> **EXERCISE PROMPT**: Return every entry exactly as written.
━━━━━ DATA RECORDS ━━━━━
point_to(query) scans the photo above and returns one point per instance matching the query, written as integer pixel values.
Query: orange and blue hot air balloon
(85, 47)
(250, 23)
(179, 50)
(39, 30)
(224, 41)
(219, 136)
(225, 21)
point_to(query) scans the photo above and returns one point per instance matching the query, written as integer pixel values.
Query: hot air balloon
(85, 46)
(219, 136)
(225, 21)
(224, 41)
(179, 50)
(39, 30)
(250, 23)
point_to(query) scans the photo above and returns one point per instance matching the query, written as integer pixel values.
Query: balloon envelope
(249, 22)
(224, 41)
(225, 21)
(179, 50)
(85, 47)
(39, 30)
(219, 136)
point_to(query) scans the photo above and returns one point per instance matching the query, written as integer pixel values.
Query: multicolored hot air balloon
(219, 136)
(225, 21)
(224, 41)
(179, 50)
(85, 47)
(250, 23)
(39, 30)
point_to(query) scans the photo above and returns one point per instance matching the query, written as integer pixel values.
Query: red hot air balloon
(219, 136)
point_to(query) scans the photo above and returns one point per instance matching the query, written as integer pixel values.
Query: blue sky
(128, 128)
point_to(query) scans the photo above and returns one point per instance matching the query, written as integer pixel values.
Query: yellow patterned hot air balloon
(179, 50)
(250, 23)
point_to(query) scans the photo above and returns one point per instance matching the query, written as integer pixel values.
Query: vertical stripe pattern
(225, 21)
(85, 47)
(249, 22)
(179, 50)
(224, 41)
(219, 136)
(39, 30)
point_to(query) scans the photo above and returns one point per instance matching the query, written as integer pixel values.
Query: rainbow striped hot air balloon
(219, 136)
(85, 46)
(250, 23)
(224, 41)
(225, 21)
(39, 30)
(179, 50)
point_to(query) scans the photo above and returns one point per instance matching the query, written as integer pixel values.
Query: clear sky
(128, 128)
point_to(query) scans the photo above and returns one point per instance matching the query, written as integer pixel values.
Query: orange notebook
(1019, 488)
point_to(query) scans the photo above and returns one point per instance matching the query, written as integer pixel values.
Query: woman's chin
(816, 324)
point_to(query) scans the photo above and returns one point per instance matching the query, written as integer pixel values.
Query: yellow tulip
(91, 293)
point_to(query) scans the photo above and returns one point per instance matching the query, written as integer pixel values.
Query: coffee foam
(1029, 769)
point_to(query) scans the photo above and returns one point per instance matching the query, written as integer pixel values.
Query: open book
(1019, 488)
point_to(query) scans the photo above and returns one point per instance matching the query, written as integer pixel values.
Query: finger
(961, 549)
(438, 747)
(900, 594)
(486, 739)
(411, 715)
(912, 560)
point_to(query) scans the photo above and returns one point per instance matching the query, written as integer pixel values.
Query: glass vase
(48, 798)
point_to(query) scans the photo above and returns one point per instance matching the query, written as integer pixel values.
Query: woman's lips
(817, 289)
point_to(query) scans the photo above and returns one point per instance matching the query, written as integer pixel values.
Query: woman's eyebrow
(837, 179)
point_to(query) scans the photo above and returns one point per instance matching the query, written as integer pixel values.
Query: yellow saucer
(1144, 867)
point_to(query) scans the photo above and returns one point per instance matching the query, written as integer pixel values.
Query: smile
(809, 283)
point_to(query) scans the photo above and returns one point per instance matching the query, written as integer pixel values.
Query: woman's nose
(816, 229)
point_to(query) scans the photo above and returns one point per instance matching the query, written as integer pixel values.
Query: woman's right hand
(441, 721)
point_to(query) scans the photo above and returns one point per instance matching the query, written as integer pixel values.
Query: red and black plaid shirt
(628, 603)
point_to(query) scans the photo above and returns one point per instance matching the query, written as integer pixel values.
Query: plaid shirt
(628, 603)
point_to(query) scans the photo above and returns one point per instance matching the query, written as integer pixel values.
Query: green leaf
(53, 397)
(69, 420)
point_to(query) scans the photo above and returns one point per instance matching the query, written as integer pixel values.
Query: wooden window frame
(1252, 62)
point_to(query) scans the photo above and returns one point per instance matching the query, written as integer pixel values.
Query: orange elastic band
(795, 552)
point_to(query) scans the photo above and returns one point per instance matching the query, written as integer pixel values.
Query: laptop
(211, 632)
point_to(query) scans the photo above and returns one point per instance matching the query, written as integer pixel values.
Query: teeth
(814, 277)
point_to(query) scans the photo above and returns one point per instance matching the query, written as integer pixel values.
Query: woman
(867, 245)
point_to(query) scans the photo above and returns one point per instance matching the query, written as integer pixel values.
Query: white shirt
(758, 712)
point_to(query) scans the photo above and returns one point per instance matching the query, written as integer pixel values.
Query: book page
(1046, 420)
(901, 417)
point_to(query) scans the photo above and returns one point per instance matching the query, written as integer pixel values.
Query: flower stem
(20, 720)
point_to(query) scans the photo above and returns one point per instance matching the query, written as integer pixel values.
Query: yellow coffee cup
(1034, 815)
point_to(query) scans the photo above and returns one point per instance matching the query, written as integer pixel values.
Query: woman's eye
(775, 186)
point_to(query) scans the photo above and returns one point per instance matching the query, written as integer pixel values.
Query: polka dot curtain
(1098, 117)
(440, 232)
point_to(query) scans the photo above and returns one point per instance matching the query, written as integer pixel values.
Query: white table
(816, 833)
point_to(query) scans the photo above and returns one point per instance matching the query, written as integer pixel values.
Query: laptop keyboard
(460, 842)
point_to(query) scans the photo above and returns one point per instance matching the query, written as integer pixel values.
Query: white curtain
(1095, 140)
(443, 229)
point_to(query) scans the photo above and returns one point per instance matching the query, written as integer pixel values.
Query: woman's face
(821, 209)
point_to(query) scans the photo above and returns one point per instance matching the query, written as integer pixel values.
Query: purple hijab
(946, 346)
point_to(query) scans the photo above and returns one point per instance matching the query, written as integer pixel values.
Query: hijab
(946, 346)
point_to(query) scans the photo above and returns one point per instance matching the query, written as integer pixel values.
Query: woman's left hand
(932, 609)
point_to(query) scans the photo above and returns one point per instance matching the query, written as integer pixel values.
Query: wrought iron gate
━━━━━
> **TASK RESPONSE**:
point_to(query) scans the photo above and returns one point per instance matching the query, written as integer pixel values.
Query: orange and blue hot air balloon
(85, 47)
(250, 23)
(179, 50)
(39, 30)
(224, 41)
(219, 136)
(225, 21)
point_to(query) scans the photo above and returns one point per instance matching the query, written as integer pixel values.
Query: hot air balloon
(85, 46)
(219, 136)
(225, 21)
(224, 41)
(179, 50)
(39, 30)
(250, 23)
point_to(query) scans the photo above and returns one point per instance matching the query, written as integer pixel values.
Query: balloon envelope
(249, 22)
(224, 41)
(225, 21)
(179, 50)
(85, 47)
(39, 30)
(219, 136)
point_to(query) scans the photo above and returns one point per instance matching the query, written as integer pixel values.
Query: multicolored hot air balloon
(219, 136)
(225, 21)
(224, 41)
(179, 50)
(85, 47)
(250, 23)
(39, 30)
point_to(query) scans the photo above and returns one point per instance matching the query, written as integer pixel values.
Query: red hot air balloon
(219, 136)
point_to(query) scans the photo above and returns one point per instance matching the query, written as integer pixel values.
Query: blue sky
(128, 128)
point_to(query) scans the photo above and returns one point per instance matching the query, written as integer pixel values.
Query: yellow patterned hot air balloon
(179, 50)
(250, 23)
point_to(query) scans the photo above and returns one point per instance matching the query, written as integer pixel values.
Query: vertical stripe pattern
(225, 21)
(85, 47)
(249, 22)
(179, 50)
(224, 41)
(219, 136)
(39, 30)
point_to(query) scans the photo above and returns one point per instance matching the query, written as integer pixel values.
Query: rainbow striped hot air balloon
(219, 136)
(85, 46)
(250, 23)
(224, 41)
(225, 21)
(39, 30)
(179, 50)
point_to(query) scans the photo above and returns one point per instance matching the query, written as integer pixel values.
Query: clear sky
(128, 128)
point_to(query) scans the photo above and returns one point per instance matching the query, written as integer pixel values.
Query: orange notebook
(1019, 488)
point_to(query) scans the photo above and returns one point per instance matching the query, written as integer pixel values.
Query: woman's chin
(816, 324)
point_to(query) scans the photo above and returns one point per instance matching the query, written as integer pixel values.
Query: yellow tulip
(91, 293)
point_to(query) scans the photo above and returns one point per instance matching the query, written as integer pixel values.
Query: coffee foam
(1029, 769)
point_to(query) scans the photo above and returns one point per instance matching the query, written as integer pixel values.
Query: open book
(1019, 488)
point_to(query) scans the photo above and returns one point per instance matching the query, written as integer pixel values.
Query: finger
(961, 549)
(438, 747)
(900, 594)
(486, 739)
(411, 715)
(912, 560)
point_to(query) scans the photo above and returns one point per instance matching the query, written as integer pixel values.
Query: glass vase
(48, 798)
point_to(query) scans the photo above and returns one point per instance matching the query, written as integer pixel values.
Query: woman's lips
(817, 289)
point_to(query) scans the photo above and returns one point per instance matching the query, written as integer pixel values.
Query: woman's eyebrow
(837, 179)
point_to(query) scans the photo above and returns one point per instance matching the query, written as integer pixel values.
Query: yellow saucer
(1144, 867)
point_to(query) scans the photo above and returns one point per instance matching the query, written as integer pixel values.
Query: smile
(809, 283)
point_to(query) scans the photo above and returns one point per instance matching the query, written as integer pixel values.
Query: woman's nose
(816, 229)
point_to(query) scans the photo above and returns one point per instance matching the query, written as integer pixel values.
Query: woman's right hand
(441, 721)
point_to(query) scans the photo above and returns one point per instance matching the query, written as integer pixel values.
Query: red and black plaid shirt
(628, 603)
point_to(query) scans the photo above and returns one point per instance matching the query, written as integer pixel values.
Query: plaid shirt
(628, 603)
point_to(query) scans the photo above and returns one point per instance matching the query, written as integer pixel values.
Query: green leaf
(53, 397)
(69, 420)
point_to(query) scans the photo above and returns one point per instance matching the query, written as integer pixel values.
Query: wooden window frame
(1252, 62)
point_to(query) scans the photo above and returns one point per instance matching the query, written as integer pixel values.
Query: orange elastic band
(795, 552)
point_to(query) scans the photo above and returns one point per instance matching the query, written as integer pixel values.
Query: laptop
(211, 632)
point_to(query) scans the photo above and returns one point per instance matching the query, written as integer pixel values.
Query: teeth
(814, 277)
point_to(query) scans the photo above and returns one point per instance matching the query, written as integer pixel values.
Query: woman
(867, 245)
point_to(query) scans the photo above and returns one point per instance matching the query, written as integer pixel values.
Query: white shirt
(758, 712)
point_to(query) scans the photo above and returns one point per instance matching the query, written as integer pixel values.
Query: book page
(1046, 420)
(901, 417)
point_to(query) scans the photo above and returns one point per instance matching the query, written as integer pixel values.
Query: flower stem
(20, 720)
point_to(query) scans the photo above and returns one point per instance matching the query, written as integer pixel values.
Query: yellow coffee cup
(1034, 815)
point_to(query) scans the photo above and returns one point per instance matching the query, written as integer pixel values.
Query: woman's eye
(775, 186)
point_to(query) scans the photo above and returns one point per instance matching the query, written as integer pixel values.
Query: polka dot curtain
(1098, 117)
(440, 232)
point_to(query) scans the photo above and returns one point per instance matching the query, written as integer pixel values.
Query: white table
(816, 833)
point_to(query) scans the photo above and returns one point per instance matching the query, written as integer pixel values.
Query: laptop keyboard
(460, 842)
point_to(query) scans the photo above and returns one point per instance matching the query, written as integer pixel values.
Query: white curtain
(1095, 140)
(443, 229)
point_to(query) scans the photo above and returns one point per instance matching the query, written as integer pixel values.
Query: woman's face
(821, 209)
point_to(query) scans the photo above and returns one point per instance matching the query, written as integer pixel values.
Query: purple hijab
(946, 346)
point_to(query) scans the photo above and returns one point per instance matching the query, written as integer pixel values.
Query: hijab
(946, 346)
point_to(query) scans the photo above and returns one point per instance matching the query, written as integer pixel values.
Query: woman's left hand
(932, 609)
point_to(query) scans the photo above and returns one point per instance matching the query, written as integer pixel values.
Query: wrought iron gate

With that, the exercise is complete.